## Goal of the exercise
Rewrite every line of the records, requests included, from the line containing "Task: locate the aerial" through the line containing "[(373, 232), (252, 274), (94, 256)]", inclusive, scaling each coordinate in the answers by 2.6 and rounding to the nearest whole number, with halves rounded up. Leave the requests and their format samples unchanged.

## Record set
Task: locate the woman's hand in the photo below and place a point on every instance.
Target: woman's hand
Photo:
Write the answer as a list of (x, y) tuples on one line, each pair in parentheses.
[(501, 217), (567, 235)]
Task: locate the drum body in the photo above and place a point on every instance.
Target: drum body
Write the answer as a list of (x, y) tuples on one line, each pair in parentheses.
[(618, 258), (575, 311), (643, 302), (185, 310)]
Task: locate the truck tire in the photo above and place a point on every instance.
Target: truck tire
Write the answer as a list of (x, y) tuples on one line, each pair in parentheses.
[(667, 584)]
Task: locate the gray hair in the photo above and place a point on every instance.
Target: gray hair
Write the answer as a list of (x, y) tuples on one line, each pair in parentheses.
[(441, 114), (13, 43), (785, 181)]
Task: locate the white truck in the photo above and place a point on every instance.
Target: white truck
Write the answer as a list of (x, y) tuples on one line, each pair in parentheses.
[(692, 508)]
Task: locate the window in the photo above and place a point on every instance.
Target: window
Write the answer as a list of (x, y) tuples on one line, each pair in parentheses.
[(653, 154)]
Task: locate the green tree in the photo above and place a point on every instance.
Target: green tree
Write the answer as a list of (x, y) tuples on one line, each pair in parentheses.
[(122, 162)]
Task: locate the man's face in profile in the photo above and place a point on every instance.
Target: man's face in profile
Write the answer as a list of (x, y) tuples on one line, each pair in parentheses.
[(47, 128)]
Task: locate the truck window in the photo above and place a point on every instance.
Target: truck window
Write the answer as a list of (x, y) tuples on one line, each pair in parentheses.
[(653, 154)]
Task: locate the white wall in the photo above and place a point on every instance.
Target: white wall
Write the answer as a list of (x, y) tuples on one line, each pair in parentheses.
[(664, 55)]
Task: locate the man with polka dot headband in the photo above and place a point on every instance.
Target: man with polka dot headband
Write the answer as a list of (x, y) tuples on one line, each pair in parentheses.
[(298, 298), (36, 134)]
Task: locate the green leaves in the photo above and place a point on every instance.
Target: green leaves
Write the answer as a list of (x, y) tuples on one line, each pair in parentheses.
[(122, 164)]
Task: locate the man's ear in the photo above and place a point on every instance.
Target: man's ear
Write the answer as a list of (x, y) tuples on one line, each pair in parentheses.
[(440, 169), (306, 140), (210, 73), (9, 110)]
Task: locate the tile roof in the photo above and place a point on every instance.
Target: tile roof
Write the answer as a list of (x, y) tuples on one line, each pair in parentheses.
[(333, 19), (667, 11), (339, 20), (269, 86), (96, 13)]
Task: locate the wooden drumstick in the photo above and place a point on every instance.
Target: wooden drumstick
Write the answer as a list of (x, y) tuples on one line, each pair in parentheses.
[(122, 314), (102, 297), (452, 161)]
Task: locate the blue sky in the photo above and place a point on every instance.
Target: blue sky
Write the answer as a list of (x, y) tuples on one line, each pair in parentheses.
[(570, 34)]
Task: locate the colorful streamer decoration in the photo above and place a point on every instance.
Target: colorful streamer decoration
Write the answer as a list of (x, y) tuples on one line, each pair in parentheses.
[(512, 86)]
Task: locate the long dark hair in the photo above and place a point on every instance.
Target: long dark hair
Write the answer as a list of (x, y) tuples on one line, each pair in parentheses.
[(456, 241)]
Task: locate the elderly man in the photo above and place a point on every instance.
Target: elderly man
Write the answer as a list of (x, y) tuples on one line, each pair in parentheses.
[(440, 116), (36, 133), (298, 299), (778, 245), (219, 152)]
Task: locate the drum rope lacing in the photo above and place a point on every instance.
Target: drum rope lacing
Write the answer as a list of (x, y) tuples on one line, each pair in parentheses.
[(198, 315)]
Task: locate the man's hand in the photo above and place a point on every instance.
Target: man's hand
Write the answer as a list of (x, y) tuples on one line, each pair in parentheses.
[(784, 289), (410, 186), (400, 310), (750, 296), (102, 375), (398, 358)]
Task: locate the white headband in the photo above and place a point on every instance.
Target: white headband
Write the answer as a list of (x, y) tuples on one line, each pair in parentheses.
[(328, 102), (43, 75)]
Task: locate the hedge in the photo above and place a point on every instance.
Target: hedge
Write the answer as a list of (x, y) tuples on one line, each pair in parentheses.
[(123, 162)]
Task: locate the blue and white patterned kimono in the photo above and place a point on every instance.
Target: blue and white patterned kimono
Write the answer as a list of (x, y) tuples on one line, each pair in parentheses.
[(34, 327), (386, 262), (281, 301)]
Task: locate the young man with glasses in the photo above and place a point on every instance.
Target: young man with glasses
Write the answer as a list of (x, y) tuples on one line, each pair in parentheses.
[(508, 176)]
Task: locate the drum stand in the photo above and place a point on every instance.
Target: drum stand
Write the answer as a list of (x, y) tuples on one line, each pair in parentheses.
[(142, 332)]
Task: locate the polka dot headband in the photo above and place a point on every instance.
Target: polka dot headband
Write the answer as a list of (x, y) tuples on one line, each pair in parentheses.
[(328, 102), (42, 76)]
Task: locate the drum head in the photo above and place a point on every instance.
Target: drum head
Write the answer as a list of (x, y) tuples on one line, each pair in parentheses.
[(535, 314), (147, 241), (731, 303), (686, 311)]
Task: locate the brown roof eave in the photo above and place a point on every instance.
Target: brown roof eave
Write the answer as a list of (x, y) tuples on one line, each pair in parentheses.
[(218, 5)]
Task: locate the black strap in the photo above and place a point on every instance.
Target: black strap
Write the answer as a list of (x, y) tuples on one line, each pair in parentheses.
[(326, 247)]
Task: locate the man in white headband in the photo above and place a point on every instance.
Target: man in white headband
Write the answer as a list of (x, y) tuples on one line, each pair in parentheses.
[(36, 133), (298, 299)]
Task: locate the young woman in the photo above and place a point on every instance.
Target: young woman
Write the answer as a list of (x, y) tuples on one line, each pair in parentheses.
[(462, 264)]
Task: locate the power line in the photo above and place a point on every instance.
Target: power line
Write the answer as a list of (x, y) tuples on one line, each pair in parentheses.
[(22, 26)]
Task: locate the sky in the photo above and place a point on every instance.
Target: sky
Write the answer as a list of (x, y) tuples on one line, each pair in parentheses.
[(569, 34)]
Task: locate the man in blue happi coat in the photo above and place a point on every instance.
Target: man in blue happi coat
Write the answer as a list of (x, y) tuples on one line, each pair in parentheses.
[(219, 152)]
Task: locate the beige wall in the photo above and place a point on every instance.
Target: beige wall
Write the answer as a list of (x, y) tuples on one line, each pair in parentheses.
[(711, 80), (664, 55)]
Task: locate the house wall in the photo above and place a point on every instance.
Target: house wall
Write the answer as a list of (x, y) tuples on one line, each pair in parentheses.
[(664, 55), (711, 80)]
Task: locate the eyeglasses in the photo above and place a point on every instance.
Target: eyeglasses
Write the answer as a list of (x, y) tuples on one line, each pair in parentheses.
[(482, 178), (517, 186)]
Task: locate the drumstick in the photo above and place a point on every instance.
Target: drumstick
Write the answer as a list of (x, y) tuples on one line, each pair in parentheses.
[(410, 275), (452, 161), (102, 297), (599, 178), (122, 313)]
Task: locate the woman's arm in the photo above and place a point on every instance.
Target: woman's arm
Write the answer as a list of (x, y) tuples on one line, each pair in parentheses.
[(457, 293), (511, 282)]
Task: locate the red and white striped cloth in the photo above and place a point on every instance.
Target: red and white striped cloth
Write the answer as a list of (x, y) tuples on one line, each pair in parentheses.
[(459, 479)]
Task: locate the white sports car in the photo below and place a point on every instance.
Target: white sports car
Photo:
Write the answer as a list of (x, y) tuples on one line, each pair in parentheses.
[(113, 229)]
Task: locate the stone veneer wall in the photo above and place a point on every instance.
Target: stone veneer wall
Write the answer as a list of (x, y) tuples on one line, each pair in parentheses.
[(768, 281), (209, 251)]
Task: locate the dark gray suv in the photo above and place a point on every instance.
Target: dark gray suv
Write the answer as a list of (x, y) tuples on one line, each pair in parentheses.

--

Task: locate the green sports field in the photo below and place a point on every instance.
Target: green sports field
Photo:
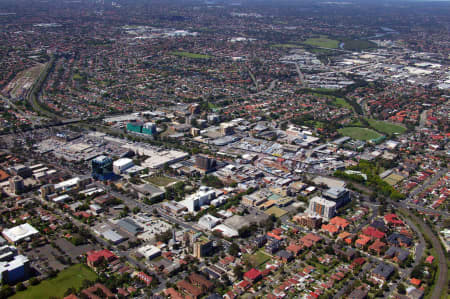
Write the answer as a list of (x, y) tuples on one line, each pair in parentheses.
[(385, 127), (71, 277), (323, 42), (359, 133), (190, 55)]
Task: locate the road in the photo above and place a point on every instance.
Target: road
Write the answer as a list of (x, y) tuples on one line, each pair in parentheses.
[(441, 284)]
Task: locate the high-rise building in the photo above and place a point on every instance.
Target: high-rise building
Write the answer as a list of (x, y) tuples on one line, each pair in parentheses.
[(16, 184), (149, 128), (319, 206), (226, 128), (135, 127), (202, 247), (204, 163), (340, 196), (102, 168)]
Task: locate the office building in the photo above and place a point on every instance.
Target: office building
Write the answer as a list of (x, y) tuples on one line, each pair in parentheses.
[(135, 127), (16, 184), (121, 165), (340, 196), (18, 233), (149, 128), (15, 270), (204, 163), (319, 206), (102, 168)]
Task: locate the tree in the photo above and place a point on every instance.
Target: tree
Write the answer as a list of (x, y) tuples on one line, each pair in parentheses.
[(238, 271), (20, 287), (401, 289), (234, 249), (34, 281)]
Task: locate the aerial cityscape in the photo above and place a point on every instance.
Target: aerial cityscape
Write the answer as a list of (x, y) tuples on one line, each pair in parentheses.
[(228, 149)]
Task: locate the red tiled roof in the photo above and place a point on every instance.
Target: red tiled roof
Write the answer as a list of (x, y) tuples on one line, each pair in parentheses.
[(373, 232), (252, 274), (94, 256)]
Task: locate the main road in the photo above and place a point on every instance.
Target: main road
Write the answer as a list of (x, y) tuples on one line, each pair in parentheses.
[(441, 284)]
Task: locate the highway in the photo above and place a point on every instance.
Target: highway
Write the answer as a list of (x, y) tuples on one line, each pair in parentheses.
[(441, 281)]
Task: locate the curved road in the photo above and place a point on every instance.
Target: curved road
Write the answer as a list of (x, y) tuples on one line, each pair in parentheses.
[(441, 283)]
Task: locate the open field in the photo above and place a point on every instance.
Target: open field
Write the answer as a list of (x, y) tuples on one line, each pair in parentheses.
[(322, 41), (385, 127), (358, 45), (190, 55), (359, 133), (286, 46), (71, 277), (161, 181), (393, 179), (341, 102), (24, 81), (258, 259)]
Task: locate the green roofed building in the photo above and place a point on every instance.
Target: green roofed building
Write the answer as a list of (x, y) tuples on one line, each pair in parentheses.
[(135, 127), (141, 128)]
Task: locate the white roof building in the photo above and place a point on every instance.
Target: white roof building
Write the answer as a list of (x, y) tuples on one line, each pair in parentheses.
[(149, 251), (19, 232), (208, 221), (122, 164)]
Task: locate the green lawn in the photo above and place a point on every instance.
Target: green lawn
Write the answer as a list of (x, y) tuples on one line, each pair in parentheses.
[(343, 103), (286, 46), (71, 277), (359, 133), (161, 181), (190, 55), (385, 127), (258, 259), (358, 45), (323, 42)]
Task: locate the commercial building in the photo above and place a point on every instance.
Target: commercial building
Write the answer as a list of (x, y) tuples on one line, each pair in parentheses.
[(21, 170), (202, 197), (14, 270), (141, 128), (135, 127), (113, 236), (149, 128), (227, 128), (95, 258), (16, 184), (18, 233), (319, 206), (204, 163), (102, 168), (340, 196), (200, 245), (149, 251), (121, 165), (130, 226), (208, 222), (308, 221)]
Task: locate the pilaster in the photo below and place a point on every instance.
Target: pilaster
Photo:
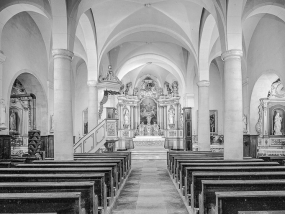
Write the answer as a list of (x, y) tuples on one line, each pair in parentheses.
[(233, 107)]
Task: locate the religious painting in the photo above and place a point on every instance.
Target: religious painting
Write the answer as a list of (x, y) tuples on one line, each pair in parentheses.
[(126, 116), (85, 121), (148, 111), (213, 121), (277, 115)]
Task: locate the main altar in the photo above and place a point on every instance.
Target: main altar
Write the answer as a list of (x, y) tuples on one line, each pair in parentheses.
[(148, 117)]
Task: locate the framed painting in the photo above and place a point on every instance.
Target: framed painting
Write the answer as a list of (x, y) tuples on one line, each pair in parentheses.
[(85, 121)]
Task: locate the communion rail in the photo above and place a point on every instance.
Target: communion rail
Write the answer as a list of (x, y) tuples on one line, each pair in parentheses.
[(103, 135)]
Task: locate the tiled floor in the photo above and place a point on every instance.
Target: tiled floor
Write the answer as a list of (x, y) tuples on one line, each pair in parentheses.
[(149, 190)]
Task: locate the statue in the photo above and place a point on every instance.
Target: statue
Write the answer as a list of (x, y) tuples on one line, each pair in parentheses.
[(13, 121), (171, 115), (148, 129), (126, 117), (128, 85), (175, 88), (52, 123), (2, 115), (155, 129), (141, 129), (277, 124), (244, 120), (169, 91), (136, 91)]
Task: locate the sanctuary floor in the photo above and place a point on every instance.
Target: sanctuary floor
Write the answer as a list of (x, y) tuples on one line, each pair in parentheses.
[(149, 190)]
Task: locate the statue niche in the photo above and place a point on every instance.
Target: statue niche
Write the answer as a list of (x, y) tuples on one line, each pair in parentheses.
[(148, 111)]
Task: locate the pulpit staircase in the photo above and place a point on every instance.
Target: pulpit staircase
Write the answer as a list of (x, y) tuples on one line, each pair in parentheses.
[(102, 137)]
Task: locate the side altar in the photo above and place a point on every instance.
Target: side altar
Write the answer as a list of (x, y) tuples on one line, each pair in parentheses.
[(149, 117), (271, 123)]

## Output for this task
Task: locate the aerial cityscape in the photo above and place a point on every instance.
Target: aerial cityscape
Write the answer as a list of (x, y) tuples on one line, each pair in parentheses.
[(593, 387)]
Task: locate the red tiled roof in the photo above and place a point on every instance.
Target: red tiled roof
Write the answer as a list of (x, y) tuples on one line, each pair in parentheses.
[(970, 603), (655, 712), (244, 666)]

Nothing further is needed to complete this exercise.